> _Aim of the exercise_
Rewrite the stretch of the items below from the line containing "Could you spot the white cloud" through the end of the items, keeping every line. Multiply each coordinate in the answer points by 1.7 and round to whole numbers, with halves rounded up.

Data items:

★ ★ ★ ★

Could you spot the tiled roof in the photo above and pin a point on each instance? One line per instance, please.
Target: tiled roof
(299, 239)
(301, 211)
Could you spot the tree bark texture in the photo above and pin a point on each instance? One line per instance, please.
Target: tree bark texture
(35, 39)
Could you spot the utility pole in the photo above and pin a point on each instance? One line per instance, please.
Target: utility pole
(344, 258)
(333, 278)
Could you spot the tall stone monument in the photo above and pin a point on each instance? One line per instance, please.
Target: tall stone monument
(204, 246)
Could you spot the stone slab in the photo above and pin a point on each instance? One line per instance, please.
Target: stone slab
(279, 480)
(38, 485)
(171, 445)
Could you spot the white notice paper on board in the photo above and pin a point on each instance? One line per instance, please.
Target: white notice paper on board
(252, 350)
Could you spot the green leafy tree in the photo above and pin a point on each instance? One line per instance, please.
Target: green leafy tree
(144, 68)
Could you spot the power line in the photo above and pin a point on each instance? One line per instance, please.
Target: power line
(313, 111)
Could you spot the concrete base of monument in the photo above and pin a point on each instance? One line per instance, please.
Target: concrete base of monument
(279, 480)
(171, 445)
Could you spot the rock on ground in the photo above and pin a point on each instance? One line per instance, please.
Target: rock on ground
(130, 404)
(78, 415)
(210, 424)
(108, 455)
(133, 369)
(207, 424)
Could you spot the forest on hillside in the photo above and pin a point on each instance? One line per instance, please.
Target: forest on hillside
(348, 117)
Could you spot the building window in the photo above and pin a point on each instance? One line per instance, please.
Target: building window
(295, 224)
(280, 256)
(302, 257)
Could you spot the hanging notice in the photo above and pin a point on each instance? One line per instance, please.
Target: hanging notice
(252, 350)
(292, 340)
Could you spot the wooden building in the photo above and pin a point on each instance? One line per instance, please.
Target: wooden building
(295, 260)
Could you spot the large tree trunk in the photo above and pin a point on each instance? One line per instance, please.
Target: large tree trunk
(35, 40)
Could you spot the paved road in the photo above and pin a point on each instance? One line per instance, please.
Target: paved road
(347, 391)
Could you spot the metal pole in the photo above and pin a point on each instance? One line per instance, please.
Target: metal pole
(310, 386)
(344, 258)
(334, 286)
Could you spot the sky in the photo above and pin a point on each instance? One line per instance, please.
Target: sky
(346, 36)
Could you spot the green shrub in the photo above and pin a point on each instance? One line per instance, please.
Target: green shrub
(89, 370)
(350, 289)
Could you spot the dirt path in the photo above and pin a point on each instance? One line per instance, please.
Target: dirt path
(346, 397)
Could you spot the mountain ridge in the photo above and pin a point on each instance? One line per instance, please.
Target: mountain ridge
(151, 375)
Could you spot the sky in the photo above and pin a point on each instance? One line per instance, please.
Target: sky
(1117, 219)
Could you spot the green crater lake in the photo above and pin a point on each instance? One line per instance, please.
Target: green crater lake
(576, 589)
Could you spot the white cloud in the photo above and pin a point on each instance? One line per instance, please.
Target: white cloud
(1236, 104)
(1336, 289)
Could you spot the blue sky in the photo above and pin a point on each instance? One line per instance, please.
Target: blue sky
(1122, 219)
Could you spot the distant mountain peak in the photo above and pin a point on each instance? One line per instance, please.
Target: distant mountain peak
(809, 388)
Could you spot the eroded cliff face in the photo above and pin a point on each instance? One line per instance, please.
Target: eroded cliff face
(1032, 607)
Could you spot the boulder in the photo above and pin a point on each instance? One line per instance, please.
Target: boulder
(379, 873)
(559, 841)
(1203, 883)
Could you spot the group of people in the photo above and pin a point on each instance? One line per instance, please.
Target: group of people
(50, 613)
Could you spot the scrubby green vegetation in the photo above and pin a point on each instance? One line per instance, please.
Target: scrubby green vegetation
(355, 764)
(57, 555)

★ ★ ★ ★

> _Full output_
Could you spot the white cloud in the photo above and pin a point on each instance? One line per instance, please.
Target: white cloud
(2101, 177)
(2271, 491)
Could you spot the blue sky in the photo above and pin a point on each instance? One line per instance, please.
Target: blue sky
(1907, 372)
Could you spot the distant mountain peak in the photo above and pin a point on each instance? One line per instance, please.
Target: distant mountain peak
(1375, 660)
Could you spot the eroded cliff face in the photo above and pin a point on each instance? One line per instance, please.
Target: eroded cliff face
(1754, 1032)
Could you spot the boulder in the photo above and pin a point on each instance? One line per instance, please.
Target: boulder
(644, 1484)
(950, 1430)
(2045, 1501)
Could you spot the group of people in the photo above and pin a point on each instance? One line per instance, please.
Target: group of people
(85, 1042)
Could you spot the scrubby green vegetation in the photo above and pin a point on each instance? One line per instance, please.
Target: scrubby green vegetation
(604, 1299)
(97, 944)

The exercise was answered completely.